*Compito assegnato A*
Estragga dall'elenco ogni riga che contiene la stringa "sandy", tenendo conto della distinzione tra maiuscole e minuscole.

*Brano selezionato*
-*-*-

Da Cosa Nostra a Cosa Grigia

 

La zona grigia “oltre” Cosa Nostra e l’ombrello dell’antimafia, il metodo Falcone e la favola clamorosamente smentita dai fatti di Messina provincia babba. Questi gli argomenti chiave trattati ieri nell’aula magna del Dipartimento SEAM dell’Università di Messina, dove si è svolto il seminario sul giornalismo antimafia intitolato «La linea della palma… Da Cosa Nostra a Cosa Grigia», promosso dalla testata Ilcarrettinodelleidee in collaborazione con l’Ordine dei giornalisti e moderato dalla nostra collaboratrice Claudia Benassai. A fare gli onori di casa il prorettore con delega alla comunicazione Marco Centorrino, che si è detto compiaciuto di questi importanti momenti di incontro e confronto tra l’ateneo ed il mondo dell’informazione: «Parlare seriamente e con cognizione di causa di legalità nelle aule universitarie – ha affermato il docente dell’ateneo peloritano – , al pari di ogni altro luogo di formazione, rappresenta un passo in avanti per l’intera società».

Ospite d’eccezione il giornalista trapanese Giacomo Di Girolamo, autore del libro “Da Cosa nostra a Cosa grigia”, che si è raccontato liberamente alla platea composta da giornalisti o aspiranti tali, studenti universitari e curiosi, spiazzando subito i presenti. «Dobbiamo confrontarci con la morte della storia. Non è più possibile raccontare la storia considerati i tempi e le tempistiche moderne. Siamo letteralmente travolti dai fatti, tanto da finire per subire l’informazione, soprattutto attraverso i social network. O l’amico che lo ha letto su un blog». Il ruolo del giornalista in un ambiente 2.0 è quindi sempre più complesso: come scegliere cosa raccontare, come accontentare un pubblico che ha bisogno di velocità e la cui attenzione – ed interesse – calano drasticamente trascorsi te minuti? Come rendere la “giusta” dimensione a notizie assai differenti, come l politica internazionale e la protezione animali? In un contesto in cui non esistono più verità, perché tutto è verità, rischia di scomparire, se già non è successo, l’opinione pubblica. «Il giornalismo locale – confessa Di Girolamo – risente maggiormente di questa crisi di riferimenti, estremamente fragile anche dal punto di vista contrattuale, rischia di essere travolto dalla polverizzazione delle notizie. Da questa riflessione, è nato un nuovo appellativo. Quello di giornalista residente, cioè un professionista che fa giornalismo di provincia senza essere provinciale. Questo cerco di essere ogni giorno. Un professionista che racconta i fatti, che studia i documenti e che riesce a capire cosa rimanere dopo aver “scavato” oltre tutte le parole già scritte».

-*-*-

(Elenco dei punti etichettati)

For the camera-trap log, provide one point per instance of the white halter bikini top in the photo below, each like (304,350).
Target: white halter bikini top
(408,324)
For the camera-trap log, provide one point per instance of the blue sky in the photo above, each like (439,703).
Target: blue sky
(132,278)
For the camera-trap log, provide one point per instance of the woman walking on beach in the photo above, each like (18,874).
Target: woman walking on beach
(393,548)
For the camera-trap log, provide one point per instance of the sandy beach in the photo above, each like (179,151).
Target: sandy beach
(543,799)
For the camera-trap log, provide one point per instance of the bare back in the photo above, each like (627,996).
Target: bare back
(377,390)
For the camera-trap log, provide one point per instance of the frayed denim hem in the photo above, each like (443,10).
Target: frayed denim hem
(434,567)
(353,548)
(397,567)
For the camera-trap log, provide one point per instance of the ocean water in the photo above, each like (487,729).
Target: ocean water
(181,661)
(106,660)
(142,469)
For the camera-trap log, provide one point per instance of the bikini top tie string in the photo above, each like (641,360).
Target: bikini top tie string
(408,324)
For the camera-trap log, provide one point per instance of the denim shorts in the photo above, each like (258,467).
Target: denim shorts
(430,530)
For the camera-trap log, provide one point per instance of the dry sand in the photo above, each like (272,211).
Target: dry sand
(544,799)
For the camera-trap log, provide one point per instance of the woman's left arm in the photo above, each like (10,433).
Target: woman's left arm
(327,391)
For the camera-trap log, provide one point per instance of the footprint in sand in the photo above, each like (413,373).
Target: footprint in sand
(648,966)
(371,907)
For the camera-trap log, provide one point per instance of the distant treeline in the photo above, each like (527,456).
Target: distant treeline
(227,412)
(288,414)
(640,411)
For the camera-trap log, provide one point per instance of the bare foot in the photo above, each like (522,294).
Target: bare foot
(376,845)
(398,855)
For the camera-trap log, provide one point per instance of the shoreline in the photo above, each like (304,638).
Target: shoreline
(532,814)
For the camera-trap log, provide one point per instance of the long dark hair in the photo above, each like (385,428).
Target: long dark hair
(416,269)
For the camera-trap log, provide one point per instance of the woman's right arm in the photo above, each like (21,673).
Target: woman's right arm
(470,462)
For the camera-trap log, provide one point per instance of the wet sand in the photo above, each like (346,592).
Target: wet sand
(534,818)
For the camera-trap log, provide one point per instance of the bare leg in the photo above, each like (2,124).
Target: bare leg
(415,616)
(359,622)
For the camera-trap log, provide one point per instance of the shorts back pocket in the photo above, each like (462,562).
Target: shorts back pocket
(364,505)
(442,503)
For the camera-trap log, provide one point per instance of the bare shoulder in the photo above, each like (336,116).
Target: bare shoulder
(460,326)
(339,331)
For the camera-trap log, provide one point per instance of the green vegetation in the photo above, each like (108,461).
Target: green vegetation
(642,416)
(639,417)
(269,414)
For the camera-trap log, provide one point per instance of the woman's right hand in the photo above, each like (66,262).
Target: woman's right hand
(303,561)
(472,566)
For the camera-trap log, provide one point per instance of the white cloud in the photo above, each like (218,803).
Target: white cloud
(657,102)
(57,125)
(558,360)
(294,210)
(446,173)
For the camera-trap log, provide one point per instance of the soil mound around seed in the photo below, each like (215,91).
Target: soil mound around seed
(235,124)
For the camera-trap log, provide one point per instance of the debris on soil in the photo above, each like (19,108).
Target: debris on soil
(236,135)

-*-*-

*Compito assegnato B*
Prosegua l'articolo sul seminario di giornalismo antimafia, riprendendo subito dopo l'ultima frase riportata.

*Risultato A*
For the camera-trap log, provide one point per instance of the sandy beach in the photo above, each like (179,151).
Target: sandy beach

*Risultato B*
Ben presto si entra nel vivo della tematica oggetto del seminario organizzato dalla nostra testata, analizzando le profonde trasformazioni del fenomeno mafioso all’indomani della stagione stragiste e della guerra di Stato contro le mafie. «In Sicilia con la latitanza di Matteo Messina Denaro viene meno l’ultimo grande boss, in grado di controllare ed influenzare la struttura. Cosa nostra, però, non ha smesso di esistere, ma si è soltanto adeguata ai tempi e si è trasformata. In Cosa grigia. Si tratta di quella vecchia zona grigia che esisteva attorno alla mafia e con lei intratteneva rapporti di convenienza reciproca. Imprenditori, funzionari, politici: coloro che prima chiedevano, oggi gestiscono, diventando sistema. Perché il fenomeno più preoccupante, oggi, non è l’illegalità, ma il modo illegale con cui viene esercitato il potere legale».  Insomma, oggi i mafiosi non hanno odore – la puzza di stallatico, ricordata da chi li ha avuti accanto, anche se per poco -, non sono più organizzati per territorio, ma per competenza, non esiste più la classica gerarchia né un padrino. La mafia oggi non spara e non tratta con lo Stato. Non ruba, perché fa in modo di procurarsi le risorse truffando anche l’Unione Europea.

«Mentre Cosa Nostra rimane prigioniera del calcestruzzo, della droga e dell’estorsione, Cosa grigia si evolve ed espande i propri interessi, così come i ritorni economici». Se è vero che la mafia è cambiata e continua a cambiare, il mondo dell’informazione fa fatica ad adeguarsi, continuando ad utilizzare solo una parte del fenomeno per descriverlo tutto, mettendo in evidenza un proprio grosso limite. Ma in un questo quadro in continua evoluzione, anche la cosiddetta antimafia sembra essere rimasta indietro, legata ancora al sistema del 1992. «L’antimafia oggi è potere, è un ombrello che dà riparo a tutti – esclama con freddezza Di Girolamo -. Anch’io sono definito giornalista antimafia, come se fosse il marchio DOP di una mozzarella. Per anni chi scriveva di mafia è stato considerato un giornalista resistente, ma la vera sfida sta nel parlare di questo fenomeno perché semplicemente esso esiste nella propria realtà. Di fronte al pubblico in cui vengo spesso chiamato ad intervenire – poveri studenti guidati dalla professoressa “che fa antimafia” – insieme ai colleghi dell’antimafia, mi sento parte di un cast. O di un circo. E penso che rischiamo di diventare – o forse lo siamo già – vittime dei nostri stessi personaggi. Come se l’antimafia fosse un dovere di etichetta».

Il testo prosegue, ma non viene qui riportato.